# [TASK OBJECTIVE]
Reproduce word for word the part of the Noel Cantwell passage between "Cantwell won a" and "appearances that season.", inclusive.

Cantwell was skipper of Manchester United
Cantwell was signed for United by Sir Matt Busby in November 1960 from West Ham for £29,500 and spent six years at Old Trafford.
The full-back was captain of the United side that won the 1963 FA Cup and was skipper of the Republic of Ireland.
Cantwell managed Coventry and Peterborough and also represented Ireland at cricket.
Manchester United will hold a minute's silence before Saturday's game with Manchester City as a mark of respect.
Football Association of Ireland chief executive John Delaney paid tribute to Cantwell.
"Noel Cantwell was one of the great characters not only of football but of Irish sport in general," said Delaney.
"He was a great inspiration to those who played alongside him whether for club or country.
"On behalf of the FAI and the family of football in Ireland I extend sincere sympathy to Noel's family and friends."
Cantwell played for Western Rovers and Cork Athletic before West Ham brought him to England as an 18-year-old in 1952.
Cantwell won a second division championship medal in 1958 and made almost 250 appearances for the Hammers before leaving for Old Trafford.
He was club captain at United when they won the 1967 league title, although he made just four appearances that season.
Cantwell took over as manager of Coventry in October 1967 and presided over 200 games in charge before leaving in March 1972.
He also had two spells as Peterborough manager - the first from 1972 until 1977 and the second from 1986 until 1988.
The Cork-born defender also coached New England and Jacksonville in the North American Soccer League and was chairman of the Professional Footballers' Association.
Cantwell played cricket for Ireland, his one match coming in 1956 and comprising two innings for 48 runs with a highest score of 31 and two overs for 13 runs.

# [INFORMATION PROVIDED]
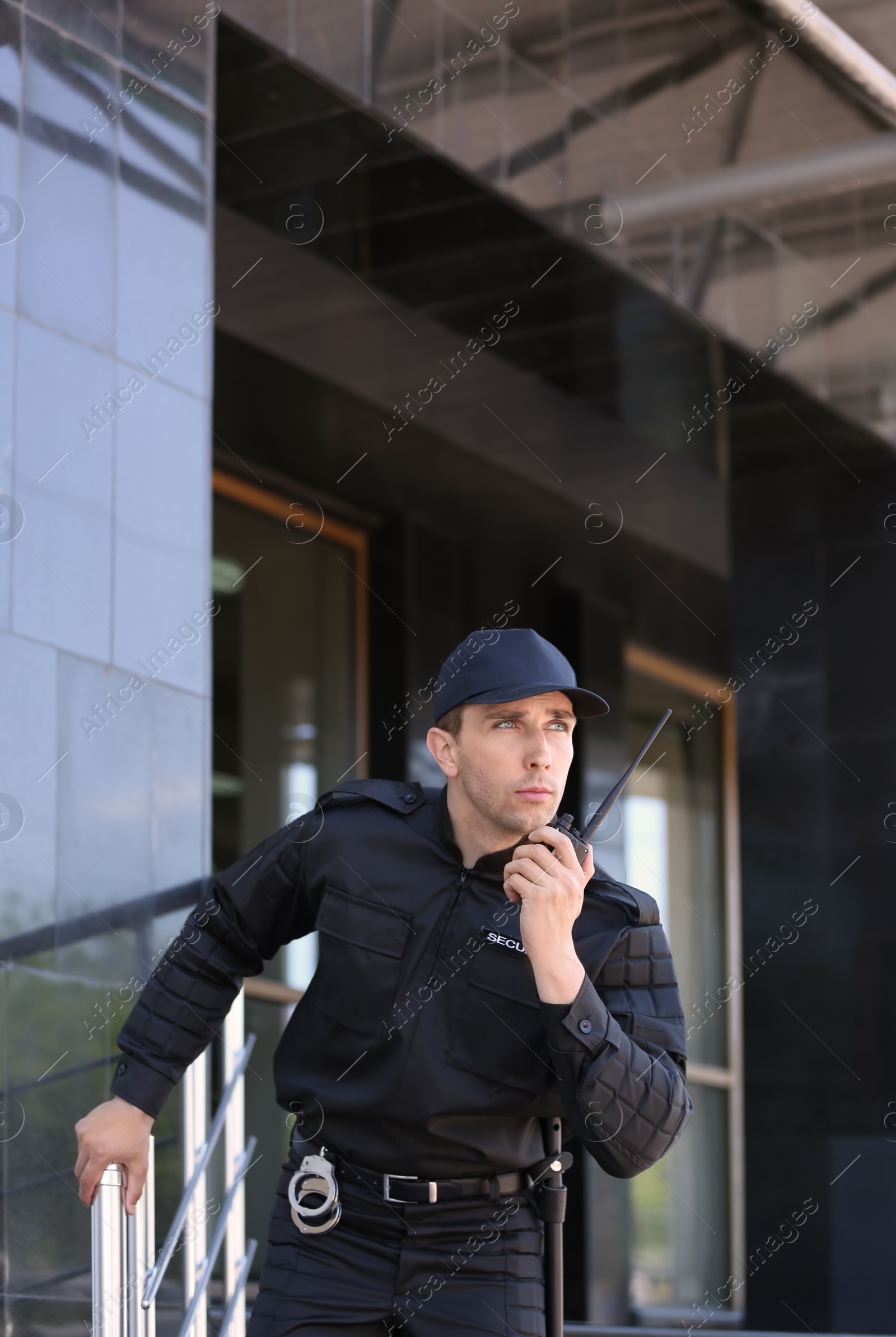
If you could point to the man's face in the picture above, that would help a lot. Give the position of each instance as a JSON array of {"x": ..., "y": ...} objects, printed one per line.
[{"x": 512, "y": 760}]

# [TASK RESPONSE]
Cantwell won a second division championship medal in 1958 and made almost 250 appearances for the Hammers before leaving for Old Trafford.
He was club captain at United when they won the 1967 league title, although he made just four appearances that season.